▶ Data extract
[Start]
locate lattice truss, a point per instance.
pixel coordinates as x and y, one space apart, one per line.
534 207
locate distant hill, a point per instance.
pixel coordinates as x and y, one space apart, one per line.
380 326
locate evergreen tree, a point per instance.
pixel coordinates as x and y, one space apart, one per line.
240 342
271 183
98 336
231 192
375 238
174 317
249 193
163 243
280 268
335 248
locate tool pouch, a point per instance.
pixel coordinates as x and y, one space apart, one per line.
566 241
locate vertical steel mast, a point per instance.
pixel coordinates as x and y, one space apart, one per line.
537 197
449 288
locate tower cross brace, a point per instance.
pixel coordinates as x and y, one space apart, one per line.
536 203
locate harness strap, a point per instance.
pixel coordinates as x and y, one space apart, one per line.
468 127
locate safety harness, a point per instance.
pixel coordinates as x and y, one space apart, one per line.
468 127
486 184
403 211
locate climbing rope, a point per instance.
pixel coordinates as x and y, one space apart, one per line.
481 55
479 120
[End]
▶ Task to complete
Reproduce every item above verbatim, including all coordinate lines, in the original order and with the original line breaks.

▶ Answer in full
locate lattice truss, a point per instance.
pixel coordinates as x and y, one space apart, one per line.
534 207
locate distant hill, a point per instance.
pixel coordinates as x and y, one space apart, one per line.
380 326
locate evergreen tree, a point per instance.
pixel coordinates as x and y, one space apart, one per line.
240 342
271 183
98 336
231 192
375 238
174 317
249 193
163 243
280 268
335 248
locate tool pouch, a point per instance.
pixel coordinates as x and y, one space apart, one per line.
566 241
locate vertical steel mast, a point per instance.
pixel coordinates as x and y, one space apart, one per line.
537 197
449 288
locate tower cross brace, a point per instance.
pixel coordinates as x and y, one space apart, one per line.
536 203
locate harness strap, a point per instance.
pixel coordinates as x and y, one space apart, one per line.
468 127
locate safety harness, a point per instance.
pixel coordinates as x and y, one space apart, one per line.
468 127
486 184
403 211
locate climbing rope, a point per instance.
pixel coordinates as x and y, one space apart, one per line.
481 55
479 120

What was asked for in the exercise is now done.